START Exercise passage

The human gut is colonized by tons and tons of bacteria. A thought that’s not only strange, but also perhaps a little gross. Yet here’s another strange fact: these colonies play a huge role in your health.
Let’s start with how much you weigh. Interestingly, the type of bacteria you’ve got in your gut can determine whether you stay slim or become obese.
Two groups of bacteria are accountable for some 90 percent of your gut’s microbiome – firmicutes and bacteroidetes.
While scientists don’t know the “ideal” ratio of these groups, they do know that when you have more firmicutes than bacteroidetes, you can suffer from increased inflammation and potentially from obesity.
Firmicutes are expert at extracting energy from the food you eat, which means that they help you consume more calories. In contrast, bacteroidetes aren’t so much involved with calorie extraction but work to break down plant fibers and starches.
Harvard researchers examined the connection of obesity and a person’s microbiome, focusing on two groups: people living in Western countries and in Africa. Considering that obesity is virtually non-existent in Africa, any differences in microbiome were viewed as notable.

END Exercise passage

> [Exercises to complete]:
(a) According to the gut bacteria passage, which two groups of bacteria make up about 90 percent of the gut's microbiome?
(b) Carry the gut bacteria passage forward from its last sentence.

START Listed entries

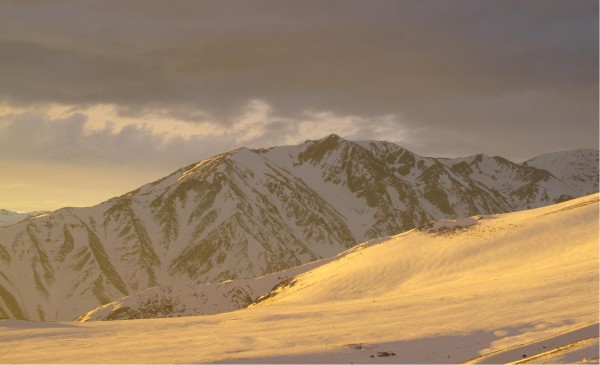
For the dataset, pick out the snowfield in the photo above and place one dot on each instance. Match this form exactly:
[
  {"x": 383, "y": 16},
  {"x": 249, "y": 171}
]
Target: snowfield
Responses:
[{"x": 512, "y": 287}]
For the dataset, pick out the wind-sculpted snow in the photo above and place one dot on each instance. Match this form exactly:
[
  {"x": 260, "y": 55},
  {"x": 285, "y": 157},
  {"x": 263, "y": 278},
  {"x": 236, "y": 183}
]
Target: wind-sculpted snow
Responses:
[
  {"x": 247, "y": 213},
  {"x": 520, "y": 287}
]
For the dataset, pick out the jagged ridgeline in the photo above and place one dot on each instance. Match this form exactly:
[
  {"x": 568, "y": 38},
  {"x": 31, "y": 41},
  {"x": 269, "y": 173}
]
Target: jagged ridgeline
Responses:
[{"x": 246, "y": 213}]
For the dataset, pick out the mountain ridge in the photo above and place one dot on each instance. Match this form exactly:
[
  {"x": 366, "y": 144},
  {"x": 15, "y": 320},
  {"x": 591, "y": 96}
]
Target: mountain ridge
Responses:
[{"x": 247, "y": 213}]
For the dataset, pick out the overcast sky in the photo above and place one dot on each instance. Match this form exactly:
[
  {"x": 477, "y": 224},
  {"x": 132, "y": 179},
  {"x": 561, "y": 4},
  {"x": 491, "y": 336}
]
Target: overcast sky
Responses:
[{"x": 99, "y": 97}]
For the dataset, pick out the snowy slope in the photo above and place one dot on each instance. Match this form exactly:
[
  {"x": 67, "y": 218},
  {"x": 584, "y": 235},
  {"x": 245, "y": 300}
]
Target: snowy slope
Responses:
[
  {"x": 244, "y": 214},
  {"x": 8, "y": 217},
  {"x": 576, "y": 168},
  {"x": 492, "y": 287}
]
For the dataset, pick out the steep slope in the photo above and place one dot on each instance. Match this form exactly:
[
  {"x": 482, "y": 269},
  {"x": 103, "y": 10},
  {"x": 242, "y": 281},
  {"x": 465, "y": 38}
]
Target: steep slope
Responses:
[
  {"x": 498, "y": 287},
  {"x": 8, "y": 217},
  {"x": 240, "y": 215},
  {"x": 523, "y": 186},
  {"x": 576, "y": 168}
]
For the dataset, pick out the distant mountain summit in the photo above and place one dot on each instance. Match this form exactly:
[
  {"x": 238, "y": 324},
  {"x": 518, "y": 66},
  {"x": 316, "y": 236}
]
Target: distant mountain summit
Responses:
[{"x": 246, "y": 213}]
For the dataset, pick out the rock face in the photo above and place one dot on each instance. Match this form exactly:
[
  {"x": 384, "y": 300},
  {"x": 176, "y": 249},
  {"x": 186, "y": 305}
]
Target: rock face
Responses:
[
  {"x": 247, "y": 213},
  {"x": 8, "y": 217}
]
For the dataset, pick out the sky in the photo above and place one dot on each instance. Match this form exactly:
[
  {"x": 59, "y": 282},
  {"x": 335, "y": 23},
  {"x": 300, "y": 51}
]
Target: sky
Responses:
[{"x": 100, "y": 97}]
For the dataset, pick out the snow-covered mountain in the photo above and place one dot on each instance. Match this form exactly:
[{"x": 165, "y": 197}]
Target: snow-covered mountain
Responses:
[
  {"x": 247, "y": 213},
  {"x": 8, "y": 217},
  {"x": 502, "y": 288},
  {"x": 577, "y": 168}
]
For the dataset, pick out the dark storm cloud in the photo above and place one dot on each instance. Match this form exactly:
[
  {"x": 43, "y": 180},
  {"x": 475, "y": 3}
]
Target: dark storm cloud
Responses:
[{"x": 482, "y": 69}]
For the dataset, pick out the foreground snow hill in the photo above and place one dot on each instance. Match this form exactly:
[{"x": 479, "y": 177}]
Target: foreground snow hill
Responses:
[
  {"x": 247, "y": 213},
  {"x": 496, "y": 288}
]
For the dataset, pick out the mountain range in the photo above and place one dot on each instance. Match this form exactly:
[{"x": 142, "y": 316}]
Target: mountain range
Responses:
[
  {"x": 8, "y": 217},
  {"x": 247, "y": 213},
  {"x": 520, "y": 287}
]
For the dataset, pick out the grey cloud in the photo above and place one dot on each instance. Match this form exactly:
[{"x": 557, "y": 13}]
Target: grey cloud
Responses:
[{"x": 500, "y": 66}]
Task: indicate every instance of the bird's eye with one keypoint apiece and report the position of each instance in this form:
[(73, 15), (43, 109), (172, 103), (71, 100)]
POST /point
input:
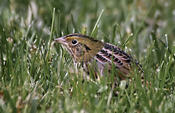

END Listed entries

> [Answers per task]:
(a) Firmicutes and bacteroidetes.

(b)
And what researchers found was indeed notable. Africans had more bacteroidetes in their gut, while Westerners had more calorie-extracting firmicutes. So having more firmicutes may be at least partly responsible for the obesity epidemic in the West.
Your microbes not only help to keep you slim (or fat) but also help support your liver. Many foods contain environmental toxins; it’s the liver’s job to get rid of these once in your body.
Yet a healthy gut can also support the liver in its work, which is why the gut is often called the body’s “second liver.”
Gut microbes help to neutralize toxins that reach the intestines, acting as a first line of defense. In doing so, the microbes take a bit of pressure off the liver, keeping it healthier!